ЗАДАНИЕ 1: Назовите всех героев, на которых, по тексту о Тургеневе, прекрасно было бы походить.
ЗАДАНИЕ 2: О чем, согласно тексту о Тургеневе, он тосковал?
ЗАДАНИЕ 3: Перепишите из текста о Тургеневе фрагмент от «Страницы Тургенева насквозь» до «остановки от земли.».

ЦИТИРУЕМЫЙ ТЕКСТ:
Страницы Тургенева насквозь пропитаны тонкой грустью; и вот нам надо понять, о чем он лично грустил на земле и почему пел грустные песни. На этот вопрос я отвечаю: он тосковал о самом себе, каким должен был бы быть и каким не был.
Ему было грустно и скучно жить, и свою грусть и скуку он возвел в объективную истину; он утверждал, что жизнь по существу пуста. Но наперекор своей мысли, как бы против воли, – «не все он в мире ненавидел, не все он в мире презирал». Если бы спросить его: что же в итоге? ничего нет прекрасного и желанного под солнцем? – он ответил бы: нет! есть счастье, есть красота – быть как Дон Кихот, как Инсаров, как Елена, быть как один из тех тринадцати журавлей, – лететь неудержимо к одному себе видимой цели. На земле и в земной оседлости все ничтожно; прекрасно только лететь, лететь без остановки от земли.

Элементы данных

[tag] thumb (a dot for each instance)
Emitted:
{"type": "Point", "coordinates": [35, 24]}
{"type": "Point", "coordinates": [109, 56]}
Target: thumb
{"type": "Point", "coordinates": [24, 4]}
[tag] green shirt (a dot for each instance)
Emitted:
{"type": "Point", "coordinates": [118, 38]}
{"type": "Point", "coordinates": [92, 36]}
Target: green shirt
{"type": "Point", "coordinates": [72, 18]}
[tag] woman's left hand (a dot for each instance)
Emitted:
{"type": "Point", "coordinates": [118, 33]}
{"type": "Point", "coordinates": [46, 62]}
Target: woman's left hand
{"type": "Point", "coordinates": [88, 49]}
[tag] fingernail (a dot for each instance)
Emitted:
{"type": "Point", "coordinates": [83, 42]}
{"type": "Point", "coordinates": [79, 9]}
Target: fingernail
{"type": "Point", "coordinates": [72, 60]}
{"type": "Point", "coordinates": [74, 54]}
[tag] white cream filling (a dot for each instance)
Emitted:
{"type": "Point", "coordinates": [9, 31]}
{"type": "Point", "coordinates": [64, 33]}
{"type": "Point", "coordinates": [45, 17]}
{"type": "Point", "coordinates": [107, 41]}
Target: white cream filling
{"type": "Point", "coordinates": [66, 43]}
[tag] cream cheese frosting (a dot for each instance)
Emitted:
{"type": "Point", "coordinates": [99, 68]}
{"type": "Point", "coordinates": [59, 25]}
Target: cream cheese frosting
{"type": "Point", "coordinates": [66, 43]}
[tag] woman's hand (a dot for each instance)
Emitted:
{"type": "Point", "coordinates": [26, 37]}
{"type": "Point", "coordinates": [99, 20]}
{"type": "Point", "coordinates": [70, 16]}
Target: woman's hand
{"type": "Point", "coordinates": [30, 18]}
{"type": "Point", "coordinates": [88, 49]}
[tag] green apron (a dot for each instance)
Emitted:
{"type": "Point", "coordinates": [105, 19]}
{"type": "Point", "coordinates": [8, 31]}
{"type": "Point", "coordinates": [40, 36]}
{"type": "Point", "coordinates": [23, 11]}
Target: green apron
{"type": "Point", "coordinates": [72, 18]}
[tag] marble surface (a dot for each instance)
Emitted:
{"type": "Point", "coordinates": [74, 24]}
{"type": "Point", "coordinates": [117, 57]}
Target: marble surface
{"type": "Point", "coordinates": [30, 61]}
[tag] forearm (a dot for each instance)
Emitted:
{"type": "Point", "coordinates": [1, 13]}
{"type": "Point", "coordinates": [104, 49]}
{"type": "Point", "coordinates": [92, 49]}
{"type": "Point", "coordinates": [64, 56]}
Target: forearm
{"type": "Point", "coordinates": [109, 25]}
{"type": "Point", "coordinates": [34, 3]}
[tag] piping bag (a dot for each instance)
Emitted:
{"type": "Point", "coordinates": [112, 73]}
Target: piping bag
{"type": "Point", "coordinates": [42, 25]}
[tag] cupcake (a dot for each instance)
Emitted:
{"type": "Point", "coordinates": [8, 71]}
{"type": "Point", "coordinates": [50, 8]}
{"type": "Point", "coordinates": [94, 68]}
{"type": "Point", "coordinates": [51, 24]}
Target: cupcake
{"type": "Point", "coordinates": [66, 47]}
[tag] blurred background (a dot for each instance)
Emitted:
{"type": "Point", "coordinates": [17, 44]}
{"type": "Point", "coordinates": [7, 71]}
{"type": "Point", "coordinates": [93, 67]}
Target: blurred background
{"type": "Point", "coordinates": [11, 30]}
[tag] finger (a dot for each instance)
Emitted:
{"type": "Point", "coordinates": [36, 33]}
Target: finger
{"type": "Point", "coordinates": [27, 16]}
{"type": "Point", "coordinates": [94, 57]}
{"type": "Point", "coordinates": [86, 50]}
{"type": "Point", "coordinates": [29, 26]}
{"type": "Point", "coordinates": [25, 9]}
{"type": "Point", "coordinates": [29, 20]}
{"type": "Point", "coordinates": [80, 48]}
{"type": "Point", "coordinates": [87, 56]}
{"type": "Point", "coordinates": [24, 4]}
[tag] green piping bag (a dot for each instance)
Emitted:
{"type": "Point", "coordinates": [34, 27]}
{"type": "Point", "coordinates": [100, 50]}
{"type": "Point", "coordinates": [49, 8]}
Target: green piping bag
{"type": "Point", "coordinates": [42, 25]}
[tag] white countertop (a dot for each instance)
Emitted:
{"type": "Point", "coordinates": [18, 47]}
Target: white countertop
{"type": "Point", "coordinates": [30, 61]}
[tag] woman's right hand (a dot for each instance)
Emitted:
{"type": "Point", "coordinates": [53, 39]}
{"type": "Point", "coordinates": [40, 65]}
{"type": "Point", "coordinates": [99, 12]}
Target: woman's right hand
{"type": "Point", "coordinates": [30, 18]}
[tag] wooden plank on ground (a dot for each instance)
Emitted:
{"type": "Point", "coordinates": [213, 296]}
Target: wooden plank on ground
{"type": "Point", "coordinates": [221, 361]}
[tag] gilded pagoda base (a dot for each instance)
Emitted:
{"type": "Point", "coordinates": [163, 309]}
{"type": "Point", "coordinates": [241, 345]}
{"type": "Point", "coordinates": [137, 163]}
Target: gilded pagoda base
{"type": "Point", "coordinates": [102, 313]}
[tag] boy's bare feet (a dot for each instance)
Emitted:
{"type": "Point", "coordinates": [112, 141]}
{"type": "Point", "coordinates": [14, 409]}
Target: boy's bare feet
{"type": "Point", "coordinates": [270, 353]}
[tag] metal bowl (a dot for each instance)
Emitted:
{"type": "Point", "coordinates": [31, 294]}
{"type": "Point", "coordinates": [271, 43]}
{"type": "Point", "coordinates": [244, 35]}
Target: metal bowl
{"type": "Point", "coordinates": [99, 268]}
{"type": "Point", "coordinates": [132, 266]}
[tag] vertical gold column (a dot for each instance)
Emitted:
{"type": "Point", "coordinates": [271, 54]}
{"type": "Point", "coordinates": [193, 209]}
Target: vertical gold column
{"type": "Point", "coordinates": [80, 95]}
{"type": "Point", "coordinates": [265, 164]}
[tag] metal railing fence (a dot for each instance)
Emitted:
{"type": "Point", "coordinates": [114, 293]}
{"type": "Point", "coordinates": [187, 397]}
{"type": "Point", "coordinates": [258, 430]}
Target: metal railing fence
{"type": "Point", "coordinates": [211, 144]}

ОТВЕТ 1: Дон Кихот, Инсаров, Елена.

ОТВЕТ 2: О самом себе, каким должен был бы быть и каким не был.

ОТВЕТ 3:
Страницы Тургенева насквозь пропитаны тонкой грустью; и вот нам надо понять, о чем он лично грустил на земле и почему пел грустные песни. На этот вопрос я отвечаю: он тосковал о самом себе, каким должен был бы быть и каким не был.
Ему было грустно и скучно жить, и свою грусть и скуку он возвел в объективную истину; он утверждал, что жизнь по существу пуста. Но наперекор своей мысли, как бы против воли, – «не все он в мире ненавидел, не все он в мире презирал». Если бы спросить его: что же в итоге? ничего нет прекрасного и желанного под солнцем? – он ответил бы: нет! есть счастье, есть красота – быть как Дон Кихот, как Инсаров, как Елена, быть как один из тех тринадцати журавлей, – лететь неудержимо к одному себе видимой цели. На земле и в земной оседлости все ничтожно; прекрасно только лететь, лететь без остановки от земли.